__Listing__:
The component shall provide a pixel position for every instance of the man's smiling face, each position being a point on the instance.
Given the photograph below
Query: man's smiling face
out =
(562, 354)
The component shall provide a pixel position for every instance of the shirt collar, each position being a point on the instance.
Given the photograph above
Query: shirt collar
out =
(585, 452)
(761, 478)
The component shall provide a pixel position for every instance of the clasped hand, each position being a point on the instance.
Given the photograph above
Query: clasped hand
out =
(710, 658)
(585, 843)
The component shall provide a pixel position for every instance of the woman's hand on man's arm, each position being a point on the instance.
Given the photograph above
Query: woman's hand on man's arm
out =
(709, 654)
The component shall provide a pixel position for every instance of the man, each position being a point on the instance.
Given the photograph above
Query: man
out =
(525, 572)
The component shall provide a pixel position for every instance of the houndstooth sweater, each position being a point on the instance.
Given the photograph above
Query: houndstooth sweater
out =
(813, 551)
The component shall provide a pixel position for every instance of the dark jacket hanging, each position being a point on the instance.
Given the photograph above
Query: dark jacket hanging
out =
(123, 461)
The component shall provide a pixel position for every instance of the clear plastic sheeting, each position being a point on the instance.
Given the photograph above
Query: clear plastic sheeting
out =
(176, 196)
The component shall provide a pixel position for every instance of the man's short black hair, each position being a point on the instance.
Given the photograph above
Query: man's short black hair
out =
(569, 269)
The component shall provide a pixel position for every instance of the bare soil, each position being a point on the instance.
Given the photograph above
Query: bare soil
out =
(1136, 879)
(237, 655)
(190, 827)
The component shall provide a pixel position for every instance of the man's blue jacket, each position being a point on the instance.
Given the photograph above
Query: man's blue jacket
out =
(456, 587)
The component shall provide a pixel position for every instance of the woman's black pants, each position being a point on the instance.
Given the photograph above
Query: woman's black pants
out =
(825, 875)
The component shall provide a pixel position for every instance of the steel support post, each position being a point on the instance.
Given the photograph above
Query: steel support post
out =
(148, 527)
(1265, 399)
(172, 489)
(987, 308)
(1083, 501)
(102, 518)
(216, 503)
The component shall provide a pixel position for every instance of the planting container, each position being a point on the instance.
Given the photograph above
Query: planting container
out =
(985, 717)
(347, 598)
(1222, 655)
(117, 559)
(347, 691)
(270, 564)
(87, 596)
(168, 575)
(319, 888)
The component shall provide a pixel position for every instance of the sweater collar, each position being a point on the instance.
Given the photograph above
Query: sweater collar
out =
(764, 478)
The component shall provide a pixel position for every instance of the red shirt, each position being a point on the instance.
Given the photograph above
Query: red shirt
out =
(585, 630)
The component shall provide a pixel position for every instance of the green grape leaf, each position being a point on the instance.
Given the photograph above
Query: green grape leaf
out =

__Exercise aim__:
Revise the items above by replacing every occurrence of "component" with "module", and reproduce all of their lines with no other changes.

__Written response__:
The module shall provide a pixel position for every instance of the man's smiling face, each position being a point on the instance.
Given the photograph below
Query: man's smiling face
out =
(562, 354)
The module shall provide a pixel position for every instance of the shirt collar, each position being a point on the instance.
Given the photograph above
Query: shirt collar
out =
(585, 452)
(761, 478)
The module shall provide a pixel position for every instance of the clasped hand, each position being a point on the instance.
Given the photograph above
Query: clasped hand
out =
(710, 658)
(585, 843)
The module shall provide a pixel position for every instance of the woman's hand on man's arm, each position being a point on the instance.
Given the photograph above
Query: woman's hand on man's arm
out =
(709, 654)
The module shall provide a pixel position for every instance of the man, each position being a point on the instance.
Given the photograph above
Query: man
out =
(525, 572)
The module shall provide a pixel position for every instance of the houndstooth sweater, each position being a point on the instance.
Given the photograph above
Query: houndstooth sweater
out =
(813, 551)
The module shall provide a pixel position for every instance of the dark jacket hanging, each position being a point on the instance.
Given the photograph above
Query: dark jacket hanging
out =
(123, 461)
The module shall provide a pixel position for every instance of the clear plastic sheeting, each position being a point on the instance.
Given the photograph above
Query: clear plastic sheeting
out =
(176, 196)
The module shall provide a pixel position for every instance of the man's short black hair, each position being a point on the instance.
Given the photograph above
Query: man's short black hair
out =
(569, 269)
The module shall provide a pixel position for every instance of the bare soil, each position being a point on the instance.
Given the photograph above
Query: bare soil
out =
(1136, 879)
(237, 655)
(190, 827)
The module shall provide a pixel position for every instance of the man's blue jacket, each position being a point on the instance.
Given the photograph above
Query: man's blue jacket
out =
(456, 587)
The module shall provide a pixel position for every instance of the woman's black pants, each position being a point on the instance.
Given the photograph above
Query: woman's black pants
out =
(825, 875)
The module shall provide a pixel position for every instance of the steel support post, each position being a point on the instance.
Given the photograph above
Query: steel support post
out =
(148, 527)
(1265, 399)
(172, 489)
(987, 308)
(1083, 501)
(102, 518)
(216, 503)
The module shall provide a pixel position for every instance of the planting container, each position being a point on the instance.
Given the photograph above
Query: planting container
out =
(985, 717)
(347, 598)
(1222, 655)
(117, 559)
(347, 691)
(270, 564)
(87, 596)
(168, 575)
(319, 888)
The module shall provide a pixel position for every instance of the sweater collar, each position being a point on the instance.
Given the photograph above
Query: sweater collar
out =
(764, 478)
The module shall provide a pixel position for every instance of the red shirt, each position being a point on the instance.
Given the photograph above
Query: red shirt
out =
(585, 630)
The module shall provide a pixel position for every instance of the green grape leaf, each position being a point on the instance.
Given the photograph above
Query: green grape leaf
out =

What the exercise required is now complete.